» **Request**:
Take the entries below and reproduce them word for word.

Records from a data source
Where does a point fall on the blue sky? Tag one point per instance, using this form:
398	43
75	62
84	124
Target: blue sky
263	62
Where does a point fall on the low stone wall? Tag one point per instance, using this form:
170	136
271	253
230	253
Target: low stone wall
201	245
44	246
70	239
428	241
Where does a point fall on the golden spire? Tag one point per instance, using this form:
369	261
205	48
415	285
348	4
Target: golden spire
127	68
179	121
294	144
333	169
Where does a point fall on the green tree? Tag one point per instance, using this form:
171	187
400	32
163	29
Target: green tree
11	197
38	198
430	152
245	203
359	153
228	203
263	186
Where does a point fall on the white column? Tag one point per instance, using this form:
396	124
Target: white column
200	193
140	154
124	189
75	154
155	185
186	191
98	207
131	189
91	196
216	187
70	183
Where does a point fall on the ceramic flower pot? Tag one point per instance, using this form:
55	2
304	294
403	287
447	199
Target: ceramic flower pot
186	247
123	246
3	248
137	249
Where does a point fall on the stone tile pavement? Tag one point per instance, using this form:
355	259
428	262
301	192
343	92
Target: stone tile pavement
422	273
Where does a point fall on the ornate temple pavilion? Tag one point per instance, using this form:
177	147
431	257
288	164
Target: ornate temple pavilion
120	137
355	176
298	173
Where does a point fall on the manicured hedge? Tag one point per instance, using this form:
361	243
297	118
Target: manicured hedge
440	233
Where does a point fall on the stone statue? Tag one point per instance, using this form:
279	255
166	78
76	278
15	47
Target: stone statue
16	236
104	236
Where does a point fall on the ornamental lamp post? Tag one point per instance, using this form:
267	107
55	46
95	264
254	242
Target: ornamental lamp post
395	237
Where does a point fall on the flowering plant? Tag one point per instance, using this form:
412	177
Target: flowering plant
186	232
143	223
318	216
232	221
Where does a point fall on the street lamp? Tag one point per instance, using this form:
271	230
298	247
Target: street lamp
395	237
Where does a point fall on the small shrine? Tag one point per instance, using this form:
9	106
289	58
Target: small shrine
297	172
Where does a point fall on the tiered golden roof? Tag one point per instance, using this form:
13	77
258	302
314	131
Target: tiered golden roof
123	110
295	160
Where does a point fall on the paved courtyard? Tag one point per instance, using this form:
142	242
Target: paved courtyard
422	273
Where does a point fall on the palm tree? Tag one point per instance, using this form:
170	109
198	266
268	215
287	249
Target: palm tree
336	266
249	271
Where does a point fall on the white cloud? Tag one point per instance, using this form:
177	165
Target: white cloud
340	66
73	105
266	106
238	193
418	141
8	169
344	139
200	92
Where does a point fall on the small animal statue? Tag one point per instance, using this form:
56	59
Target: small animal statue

» **Worked solution**:
Where does a point fall on the blue sky? Tag one point per instance, using this form:
398	43
75	62
84	124
Target: blue sky
263	62
Where does a point fall on the low stone wall? Tag one point per instance, using this form:
170	136
271	253
230	253
Target: low stone wall
201	245
44	246
70	239
428	241
Where does a point fall on the golden spire? Tag one point per instance, using this form:
369	261
205	48
415	285
348	4
Target: golden spire
127	68
179	121
294	144
333	169
Where does a point fall on the green tree? Tag one point per instance, using this form:
171	187
400	32
163	29
Target: green tree
11	197
38	198
430	152
245	203
359	153
228	203
263	186
Where does a point fall on the white column? Tag one point per instance, using this form:
396	124
Target: white column
200	193
140	154
124	189
75	154
155	185
186	191
98	207
131	189
91	196
216	187
70	183
Where does a point fall on the ceramic flower pot? Tag one point per instance, using this form:
55	2
304	294
403	287
447	199
Target: ceramic flower pot
186	247
123	246
3	248
137	249
Where does a point fall on the stone tile pavement? Tag one point per instance, using this form:
355	259
428	262
301	192
343	92
Target: stone tile pavement
422	273
Where does a point fall on the ornate temple pavilion? Tag one point per instance, using this form:
177	147
431	257
288	164
Target: ornate temple pavilion
120	137
355	176
298	173
Where does a point fall on the manicured hedge? Tag one point per instance, using this form:
361	243
297	118
Target: manicured hedge
440	233
Where does a point fall on the stone statue? Tag one point per instance, using this form:
279	255
166	78
76	278
15	47
Target: stone statue
16	236
104	236
Where does a point fall on the ornamental lamp post? Tag one point per instance, using this form:
267	107
55	46
95	264
254	242
Target: ornamental lamp post
395	237
Where does a point fall on the flowering plant? Tag one point per instance, using this form:
412	177
Target: flowering plant
186	232
143	223
318	216
232	221
Where does a point fall on the street lamp? Tag one point per instance, using this form:
271	230
298	247
Target: street lamp
395	237
Where does a point fall on the small shrine? Tag one point per instance, using this form:
9	106
289	58
Target: small shrine
297	172
Where does a point fall on the tiered golden roof? Tag one point per instance, using this form:
13	77
258	302
314	131
Target: tiered golden roof
123	110
295	160
Where does a point fall on the paved courtyard? Tag one point per instance, using this form:
142	242
Target: paved courtyard
422	273
Where does a point fall on the palm tree? Tag one point per instance, using this form:
170	109
198	266
268	215
287	249
Target: palm tree
336	266
249	271
Where does a point fall on the white cloud? Tag one point per instance, using this form:
177	165
Target: white cloud
340	66
73	105
266	106
238	193
418	141
8	169
344	139
200	92
Where does a point fall on the small animal statue? Tag one point per instance, using this form:
56	59
Target: small animal statue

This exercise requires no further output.